Re: [Computer-go] Thoughts about bugs and scalability

Andy Mon, 20 Jun 2011 13:34:48 -0700

It's more than 100 vanilla Elo points per rank.

The KGS rating algorithm sets 1 rank as:
~139 for 30k-5k  (70% win rate expected in even games between 5k and 6k)
~226 for 2d+      (79% win rate expected in even games between 2d and 3d)
(Sliding scale between 5k and 2d.)


EGF uses a similar system to slide the winning percentages
80% win rate expected between 6d and 7d
64% win rate expected between 29k and 30k


On Mon, Jun 20, 2011 at 3:20 PM, Don Dailey <[email protected]> wrote:

> Richard,
>
> You said the performance asymptote is far from perfect play,  but your
> projection in the paper is an  ELO of  4154 ABOVE the level of Fuego playing
> at 1 minute per game.
>
> It has been estimated that 100 ELO is about 1 Dan at the low kyu high dan
> levels and even less at higher levels.    This implies by your own
> calculation that there are at LEAST 41 ranks between the 1 minute Feugo
> player and asymptote that you estimated.

(Rows taken from a segmentation dataset)
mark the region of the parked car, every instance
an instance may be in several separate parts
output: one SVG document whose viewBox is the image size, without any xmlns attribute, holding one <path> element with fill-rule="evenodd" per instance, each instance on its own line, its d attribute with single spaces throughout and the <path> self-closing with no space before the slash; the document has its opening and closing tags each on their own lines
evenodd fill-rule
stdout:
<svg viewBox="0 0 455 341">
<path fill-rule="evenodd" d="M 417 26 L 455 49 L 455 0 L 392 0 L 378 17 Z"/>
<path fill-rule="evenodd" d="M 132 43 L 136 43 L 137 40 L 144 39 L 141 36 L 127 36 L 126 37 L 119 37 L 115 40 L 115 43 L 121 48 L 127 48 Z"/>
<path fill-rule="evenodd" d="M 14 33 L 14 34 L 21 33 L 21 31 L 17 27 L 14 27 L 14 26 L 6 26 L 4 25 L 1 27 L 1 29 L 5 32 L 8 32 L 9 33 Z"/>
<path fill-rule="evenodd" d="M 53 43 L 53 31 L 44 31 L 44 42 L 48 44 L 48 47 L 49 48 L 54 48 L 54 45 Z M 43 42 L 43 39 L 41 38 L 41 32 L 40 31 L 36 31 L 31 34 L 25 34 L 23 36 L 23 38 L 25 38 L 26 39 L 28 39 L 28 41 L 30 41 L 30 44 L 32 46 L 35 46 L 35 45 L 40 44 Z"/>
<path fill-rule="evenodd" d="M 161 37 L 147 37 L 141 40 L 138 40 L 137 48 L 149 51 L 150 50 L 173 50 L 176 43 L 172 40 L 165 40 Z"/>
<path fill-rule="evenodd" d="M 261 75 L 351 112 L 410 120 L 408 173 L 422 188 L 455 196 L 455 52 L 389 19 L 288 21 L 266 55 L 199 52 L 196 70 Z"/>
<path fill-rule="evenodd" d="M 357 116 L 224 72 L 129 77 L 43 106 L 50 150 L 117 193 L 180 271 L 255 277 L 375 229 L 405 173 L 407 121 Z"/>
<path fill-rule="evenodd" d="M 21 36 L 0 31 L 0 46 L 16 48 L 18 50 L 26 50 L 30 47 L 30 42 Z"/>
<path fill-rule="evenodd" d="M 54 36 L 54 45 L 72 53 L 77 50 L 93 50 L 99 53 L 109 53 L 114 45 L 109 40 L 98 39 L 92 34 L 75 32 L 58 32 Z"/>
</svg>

--- TO-DO LIST ---
1 > Transcribe the listing from its first line through the line containing "an instance may be in several separate parts", including both of those lines.
2 > Write the next part of the Go ratings discussion, picking up after its final sentence.
The Go ratings discussion and the listing are independent pieces of material.

--- SOLVED TASKS ---
1 >
mark the region of the parked car, every instance
an instance may be in several separate parts

2 >
>
> That "back of the envelope" calculation is crude I admit but it seems to
> indicate that an ELO rating of 4154 compared to Fuego at 1 minute is FAR
> above the best player.
>
> So what is the basis of your statement that the asymptote is "far from
> perfect play?"
>
> I must have missed this in the paper as I read it quickly,  but I did not
> see any claims in the paper about this,  which I considered a good things
> since we don't know where perfect play is.
>
> Don
>
>
>
> The implication of that and your own calculation is that there are 41 ranks
> between the 1 minute Fuego and the asymptote.
>
> On Mon, Jun 20, 2011 at 4:03 PM, Richard B Segal <[email protected]>wrote:
>
>>  Hi All,
>>
>> As my scalability paper has come up several times in the last few weeks I
>> thought it would be useful to give a brief overview of the results relevant
>> to the current conversation and provide additional insights.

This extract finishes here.